Rescale the stretch of rows from the very start through the line containing "113), (281, 111)]": reproduce every line, but multiply each point coordinate in the answer outlines by 1.1 and round it to a whole number, with halves rounded up. Leave the pictures out of your copy.
----
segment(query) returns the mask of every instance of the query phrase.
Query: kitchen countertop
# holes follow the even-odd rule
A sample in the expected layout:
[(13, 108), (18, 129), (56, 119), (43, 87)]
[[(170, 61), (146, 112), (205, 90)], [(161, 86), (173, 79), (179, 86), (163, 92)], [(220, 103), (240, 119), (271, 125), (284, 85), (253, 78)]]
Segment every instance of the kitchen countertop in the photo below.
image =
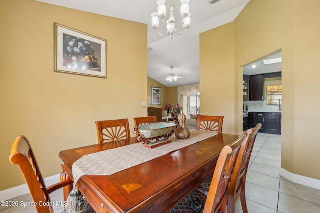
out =
[(270, 111), (270, 110), (244, 110), (244, 112), (280, 112), (282, 113), (281, 111)]

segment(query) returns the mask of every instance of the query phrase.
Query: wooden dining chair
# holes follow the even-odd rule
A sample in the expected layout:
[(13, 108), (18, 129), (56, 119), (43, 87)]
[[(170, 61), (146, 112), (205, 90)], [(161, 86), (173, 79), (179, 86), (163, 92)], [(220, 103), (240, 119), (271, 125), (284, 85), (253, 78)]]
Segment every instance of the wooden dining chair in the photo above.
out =
[(248, 136), (245, 143), (240, 148), (236, 162), (231, 176), (231, 181), (229, 187), (228, 207), (228, 213), (235, 213), (236, 201), (239, 198), (241, 199), (241, 204), (244, 213), (248, 213), (246, 198), (246, 173), (249, 166), (251, 154), (253, 149), (256, 138), (258, 131), (262, 127), (258, 123), (252, 129), (246, 131)]
[[(207, 179), (210, 181), (208, 191), (202, 192), (196, 188), (196, 190), (192, 192), (192, 194), (194, 194), (197, 191), (204, 193), (204, 195), (207, 195), (205, 201), (200, 199), (201, 197), (206, 198), (205, 196), (197, 196), (198, 201), (194, 200), (190, 203), (186, 203), (182, 201), (188, 200), (190, 198), (185, 199), (185, 198), (178, 204), (180, 205), (183, 204), (184, 209), (188, 210), (192, 208), (197, 212), (203, 210), (204, 213), (220, 213), (220, 211), (225, 213), (230, 178), (240, 147), (244, 142), (246, 137), (246, 133), (244, 131), (236, 141), (223, 148), (218, 158), (213, 177)], [(190, 197), (190, 194), (188, 196)], [(204, 208), (202, 210), (203, 203), (204, 203)], [(180, 209), (180, 207), (177, 205), (174, 207), (173, 209)]]
[(196, 129), (222, 132), (224, 116), (198, 115), (196, 118)]
[(128, 118), (96, 121), (96, 125), (100, 144), (131, 137)]
[[(157, 123), (158, 122), (158, 119), (156, 119), (156, 116), (155, 115), (153, 115), (152, 116), (134, 118), (134, 128), (135, 128), (136, 127), (138, 127), (140, 125), (150, 124), (152, 123)], [(139, 135), (139, 132), (138, 130), (135, 130), (134, 129), (134, 131), (136, 132), (136, 134), (137, 136)]]
[(240, 147), (246, 137), (244, 131), (234, 142), (224, 147), (219, 155), (204, 213), (226, 212), (229, 183)]
[(50, 193), (62, 187), (72, 184), (72, 180), (68, 179), (47, 188), (30, 143), (26, 136), (20, 136), (16, 138), (11, 148), (9, 158), (10, 162), (18, 164), (22, 171), (32, 199), (38, 204), (36, 206), (37, 212), (39, 213), (53, 213), (52, 206), (38, 204), (51, 204), (47, 203), (52, 201)]

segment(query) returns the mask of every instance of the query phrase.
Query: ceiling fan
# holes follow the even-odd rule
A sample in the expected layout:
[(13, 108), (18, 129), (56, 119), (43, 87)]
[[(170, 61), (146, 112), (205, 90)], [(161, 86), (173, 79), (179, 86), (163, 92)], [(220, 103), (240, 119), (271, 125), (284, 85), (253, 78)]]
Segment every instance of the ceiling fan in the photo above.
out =
[(181, 76), (180, 75), (176, 75), (175, 74), (172, 73), (172, 69), (174, 68), (173, 66), (171, 66), (170, 67), (171, 68), (171, 73), (168, 75), (168, 76), (166, 78), (166, 80), (170, 82), (170, 83), (172, 82), (173, 81), (176, 81), (178, 78), (184, 78), (184, 77)]

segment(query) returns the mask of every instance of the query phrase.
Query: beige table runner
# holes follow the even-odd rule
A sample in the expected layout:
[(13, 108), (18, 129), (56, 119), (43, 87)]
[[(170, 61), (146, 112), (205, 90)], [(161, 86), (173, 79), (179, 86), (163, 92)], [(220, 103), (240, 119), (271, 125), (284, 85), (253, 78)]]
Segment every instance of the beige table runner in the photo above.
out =
[(170, 138), (171, 143), (150, 149), (136, 143), (114, 149), (85, 155), (74, 162), (72, 171), (76, 183), (85, 175), (112, 175), (164, 155), (217, 135), (216, 132), (190, 130), (187, 139)]

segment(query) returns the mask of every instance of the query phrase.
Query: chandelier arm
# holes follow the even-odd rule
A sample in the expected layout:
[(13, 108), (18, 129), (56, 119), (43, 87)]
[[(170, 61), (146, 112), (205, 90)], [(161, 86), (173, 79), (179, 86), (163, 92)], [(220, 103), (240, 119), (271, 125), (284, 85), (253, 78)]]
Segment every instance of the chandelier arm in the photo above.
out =
[[(181, 24), (181, 26), (178, 29), (176, 29), (176, 28), (174, 28), (174, 32), (177, 32), (178, 31), (180, 31), (181, 30), (181, 29), (182, 29), (182, 28), (184, 27), (184, 19), (186, 19), (186, 18), (184, 18), (184, 19), (182, 20), (182, 24)], [(178, 33), (178, 32), (177, 32)], [(184, 33), (185, 34), (186, 33)]]
[(178, 32), (176, 31), (176, 34), (178, 34), (179, 35), (184, 35), (184, 34), (185, 34), (186, 33), (186, 31), (188, 30), (188, 29), (186, 29), (186, 31), (184, 31), (184, 32), (183, 33), (179, 33)]
[(160, 32), (159, 32), (159, 31), (158, 31), (158, 29), (156, 29), (156, 32), (158, 32), (158, 34), (159, 35), (167, 35), (167, 34), (169, 33), (169, 31), (168, 31), (166, 32), (166, 33), (162, 34), (162, 33), (160, 33)]

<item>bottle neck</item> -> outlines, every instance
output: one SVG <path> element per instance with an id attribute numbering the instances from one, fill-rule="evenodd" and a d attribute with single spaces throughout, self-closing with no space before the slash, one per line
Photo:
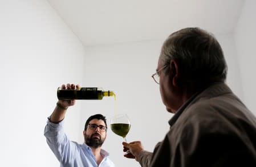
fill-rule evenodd
<path id="1" fill-rule="evenodd" d="M 103 96 L 113 96 L 115 93 L 113 91 L 102 91 Z"/>

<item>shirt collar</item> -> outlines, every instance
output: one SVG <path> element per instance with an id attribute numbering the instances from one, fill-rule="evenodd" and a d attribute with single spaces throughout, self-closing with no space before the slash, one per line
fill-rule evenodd
<path id="1" fill-rule="evenodd" d="M 90 146 L 87 145 L 85 142 L 83 143 L 83 147 L 87 151 L 92 152 L 92 149 Z M 103 155 L 104 157 L 108 156 L 109 155 L 109 153 L 107 152 L 106 150 L 100 149 L 100 154 Z"/>

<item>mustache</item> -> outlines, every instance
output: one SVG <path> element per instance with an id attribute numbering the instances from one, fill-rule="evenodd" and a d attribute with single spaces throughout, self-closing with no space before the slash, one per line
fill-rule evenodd
<path id="1" fill-rule="evenodd" d="M 95 136 L 99 136 L 100 138 L 101 138 L 101 135 L 100 135 L 100 134 L 99 133 L 96 132 L 96 133 L 93 133 L 91 137 L 92 137 Z"/>

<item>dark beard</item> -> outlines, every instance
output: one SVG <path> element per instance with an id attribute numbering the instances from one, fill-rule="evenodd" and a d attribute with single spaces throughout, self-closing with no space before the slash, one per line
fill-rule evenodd
<path id="1" fill-rule="evenodd" d="M 95 133 L 92 134 L 91 137 L 88 135 L 86 135 L 84 136 L 84 141 L 88 146 L 97 148 L 102 145 L 104 140 L 101 140 L 101 137 L 100 139 L 92 137 L 94 135 L 95 135 Z"/>

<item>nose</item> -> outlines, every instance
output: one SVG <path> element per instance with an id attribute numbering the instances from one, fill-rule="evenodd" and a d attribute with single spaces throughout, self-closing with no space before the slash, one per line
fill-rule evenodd
<path id="1" fill-rule="evenodd" d="M 100 127 L 97 127 L 95 129 L 95 131 L 96 132 L 100 132 Z"/>

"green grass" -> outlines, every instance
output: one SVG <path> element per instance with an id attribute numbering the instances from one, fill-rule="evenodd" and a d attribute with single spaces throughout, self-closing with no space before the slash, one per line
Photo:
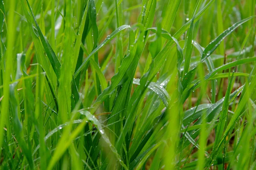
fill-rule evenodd
<path id="1" fill-rule="evenodd" d="M 0 2 L 0 170 L 256 169 L 255 0 Z"/>

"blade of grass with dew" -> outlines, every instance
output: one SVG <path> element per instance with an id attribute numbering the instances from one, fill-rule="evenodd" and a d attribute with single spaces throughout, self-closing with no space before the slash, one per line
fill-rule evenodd
<path id="1" fill-rule="evenodd" d="M 51 45 L 48 42 L 48 41 L 41 31 L 39 26 L 36 20 L 35 19 L 35 16 L 32 12 L 32 9 L 30 7 L 28 0 L 27 0 L 26 2 L 29 7 L 29 11 L 30 12 L 30 14 L 32 16 L 35 23 L 38 34 L 39 34 L 40 40 L 41 40 L 41 42 L 43 44 L 43 47 L 44 49 L 45 52 L 47 54 L 47 56 L 48 57 L 49 60 L 51 62 L 51 64 L 52 65 L 52 68 L 53 68 L 53 70 L 54 70 L 54 72 L 56 74 L 56 76 L 57 76 L 57 79 L 58 79 L 60 75 L 61 63 L 60 63 L 57 57 L 57 56 L 55 54 L 52 47 L 51 47 Z"/>

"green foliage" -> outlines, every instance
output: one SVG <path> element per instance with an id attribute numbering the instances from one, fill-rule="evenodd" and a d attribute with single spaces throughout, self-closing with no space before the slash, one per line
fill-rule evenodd
<path id="1" fill-rule="evenodd" d="M 0 169 L 255 169 L 256 5 L 0 0 Z"/>

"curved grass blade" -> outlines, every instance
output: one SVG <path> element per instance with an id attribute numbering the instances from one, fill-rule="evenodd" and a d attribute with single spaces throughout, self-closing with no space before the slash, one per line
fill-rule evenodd
<path id="1" fill-rule="evenodd" d="M 118 34 L 120 33 L 120 32 L 126 28 L 131 28 L 131 26 L 130 26 L 124 25 L 123 26 L 121 26 L 120 27 L 118 28 L 117 29 L 114 31 L 113 32 L 112 32 L 110 35 L 108 35 L 107 37 L 107 38 L 103 41 L 100 45 L 99 45 L 97 48 L 96 48 L 93 51 L 92 51 L 92 52 L 89 54 L 89 56 L 85 59 L 84 61 L 83 62 L 81 65 L 80 67 L 77 69 L 75 74 L 74 74 L 74 77 L 75 78 L 76 77 L 76 76 L 78 75 L 79 73 L 84 68 L 84 66 L 85 66 L 86 64 L 88 61 L 89 59 L 92 57 L 93 55 L 95 54 L 100 48 L 101 48 L 105 44 L 110 42 L 111 40 L 113 40 L 115 37 L 116 37 Z"/>
<path id="2" fill-rule="evenodd" d="M 221 44 L 221 42 L 224 40 L 226 37 L 231 34 L 236 28 L 241 26 L 241 24 L 249 20 L 250 20 L 254 18 L 255 16 L 252 16 L 247 18 L 241 20 L 233 25 L 232 26 L 226 30 L 224 32 L 219 35 L 215 40 L 212 41 L 205 48 L 202 57 L 201 57 L 201 62 L 203 61 L 210 56 L 215 50 L 218 46 Z"/>
<path id="3" fill-rule="evenodd" d="M 76 65 L 77 60 L 78 59 L 78 56 L 79 54 L 79 48 L 80 48 L 80 45 L 81 44 L 82 37 L 83 37 L 83 33 L 84 32 L 84 26 L 85 25 L 85 21 L 86 20 L 86 17 L 87 16 L 87 13 L 88 11 L 88 3 L 89 0 L 87 0 L 86 7 L 85 7 L 85 10 L 84 11 L 84 14 L 82 17 L 81 23 L 79 27 L 79 30 L 78 31 L 78 34 L 76 37 L 76 43 L 75 44 L 75 47 L 74 47 L 74 63 L 73 64 L 73 71 L 72 73 L 75 72 L 75 69 L 76 69 Z"/>
<path id="4" fill-rule="evenodd" d="M 73 131 L 71 134 L 70 133 L 70 129 L 65 129 L 63 133 L 63 135 L 60 139 L 56 149 L 54 151 L 53 155 L 49 162 L 47 169 L 52 170 L 54 167 L 54 165 L 62 156 L 65 151 L 71 144 L 72 141 L 76 136 L 79 135 L 82 130 L 84 126 L 87 123 L 87 118 L 84 118 L 82 122 L 79 124 L 77 128 Z M 69 126 L 70 126 L 69 125 Z"/>
<path id="5" fill-rule="evenodd" d="M 140 79 L 134 79 L 133 83 L 140 85 Z M 168 92 L 163 87 L 162 85 L 159 85 L 154 82 L 150 82 L 149 85 L 148 86 L 148 88 L 155 92 L 162 99 L 166 106 L 167 107 L 168 105 L 168 101 L 171 98 Z"/>
<path id="6" fill-rule="evenodd" d="M 163 144 L 163 142 L 160 142 L 157 144 L 153 145 L 150 148 L 145 150 L 134 161 L 129 165 L 131 170 L 141 169 L 142 166 L 150 155 L 161 144 Z"/>
<path id="7" fill-rule="evenodd" d="M 127 167 L 125 164 L 124 162 L 122 161 L 121 157 L 120 156 L 118 153 L 117 153 L 117 151 L 115 147 L 114 146 L 113 146 L 111 142 L 108 139 L 108 137 L 107 134 L 104 132 L 104 130 L 103 129 L 101 124 L 99 122 L 98 120 L 98 119 L 95 117 L 94 116 L 93 116 L 92 114 L 90 113 L 88 111 L 82 111 L 80 112 L 81 114 L 85 115 L 88 120 L 91 121 L 93 124 L 95 125 L 97 129 L 98 129 L 98 131 L 99 132 L 102 137 L 104 141 L 108 144 L 108 146 L 110 147 L 110 149 L 113 152 L 115 156 L 116 156 L 116 158 L 118 160 L 118 162 L 119 162 L 120 164 L 125 168 L 125 170 L 128 170 Z"/>
<path id="8" fill-rule="evenodd" d="M 44 48 L 45 51 L 45 52 L 47 54 L 47 56 L 48 56 L 48 58 L 49 59 L 49 60 L 51 62 L 51 64 L 52 65 L 52 66 L 53 68 L 53 70 L 55 72 L 56 74 L 56 76 L 57 76 L 57 79 L 58 79 L 60 76 L 60 70 L 61 68 L 61 63 L 60 62 L 58 59 L 55 53 L 52 50 L 52 48 L 51 47 L 51 45 L 48 42 L 47 39 L 44 36 L 41 30 L 40 29 L 40 28 L 39 27 L 39 26 L 38 25 L 37 22 L 36 21 L 36 20 L 35 19 L 35 17 L 34 15 L 34 14 L 33 14 L 33 12 L 32 11 L 32 9 L 30 7 L 30 5 L 29 3 L 28 0 L 26 0 L 27 4 L 29 7 L 29 11 L 30 11 L 30 14 L 32 15 L 33 18 L 34 19 L 34 21 L 35 23 L 35 26 L 36 26 L 36 28 L 37 29 L 39 35 L 39 37 L 40 37 L 40 40 L 41 40 L 41 42 L 43 44 L 43 46 L 44 47 Z"/>

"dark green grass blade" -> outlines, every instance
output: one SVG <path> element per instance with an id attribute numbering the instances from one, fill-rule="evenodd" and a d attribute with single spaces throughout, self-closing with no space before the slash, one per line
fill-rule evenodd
----
▸ Task output:
segment(query) returns the mask of every instance of the query phrase.
Query: kitchen countertop
# holes follow the even-odd rule
A sample in the expected layout:
[(13, 108), (18, 129), (56, 119), (43, 87)]
[[(170, 61), (146, 112), (205, 90)], [(161, 86), (173, 79), (179, 86), (163, 92)], [(220, 103), (240, 119), (271, 125), (284, 85), (253, 78)]]
Segment every instance of the kitchen countertop in the photo below.
image =
out =
[(297, 122), (297, 121), (268, 121), (268, 123), (308, 123), (310, 124), (309, 122)]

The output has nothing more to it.